Hasta el siglo XIX o, podría decirse, hasta el momento en que coinciden la revolución industrial, la invención de la fotografía, el aumento de las tasas de alfabetización y la popularización de la prensa escrita, el empleo del lenguaje pictórico para comunicar historias era un procedimiento habitual, dirigido tanto al “gran público” analfabeto como a la élite culta; pero con el impresionismo, y a partir de las teorías de Manet y de la Escuela de Barbizon, los lazos entre narración e imagen tienden a disolverse; la idea de que existen artes del espacio (pintura, escultura, arquitectura) y artes del tiempo (danza, teatro, música, literatura) se popularizó: la función de las artes plásticas era descriptiva, no narrativa, las categorías de tiempo y espacio parecían exigir lenguajes diferentes.

> _Ejercicios propuestos_
1 – Según el fragmento, ¿qué artes se consideran artes del tiempo?
2 – Sustituye "impresionismo" por "simbolismo" en el pasaje del fragmento que comienza en "Hasta el siglo" y termina en "exigir lenguajes diferentes.", y escribe el pasaje resultante.

> _Datos proporcionados_
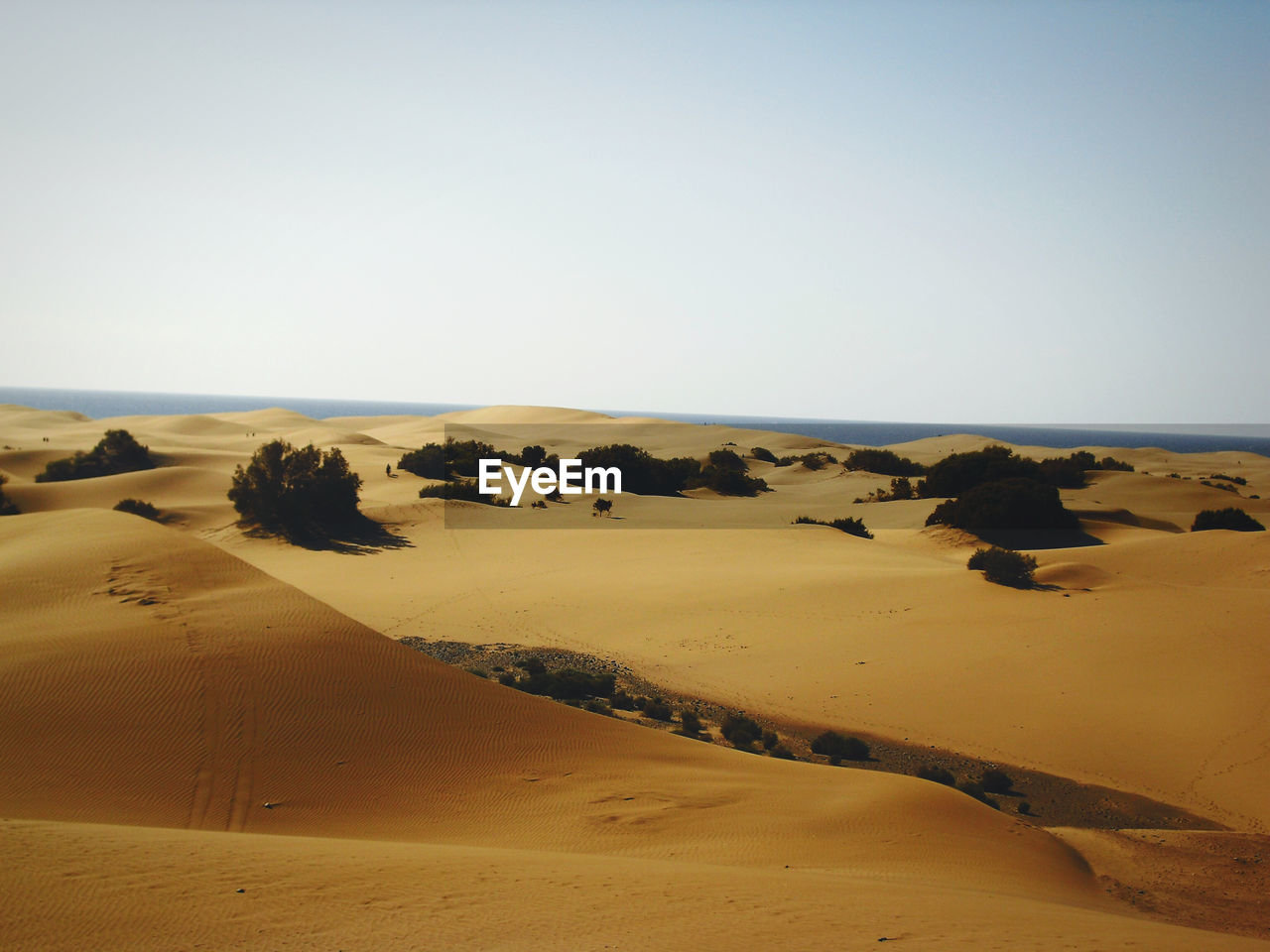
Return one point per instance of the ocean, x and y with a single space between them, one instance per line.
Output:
100 404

> _Soluciones numeradas_
1 – La danza, el teatro, la música y la literatura.

2 –
Hasta el siglo XIX o, podría decirse, hasta el momento en que coinciden la revolución industrial, la invención de la fotografía, el aumento de las tasas de alfabetización y la popularización de la prensa escrita, el empleo del lenguaje pictórico para comunicar historias era un procedimiento habitual, dirigido tanto al “gran público” analfabeto como a la élite culta; pero con el simbolismo, y a partir de las teorías de Manet y de la Escuela de Barbizon, los lazos entre narración e imagen tienden a disolverse; la idea de que existen artes del espacio (pintura, escultura, arquitectura) y artes del tiempo (danza, teatro, música, literatura) se popularizó: la función de las artes plásticas era descriptiva, no narrativa, las categorías de tiempo y espacio parecían exigir lenguajes diferentes.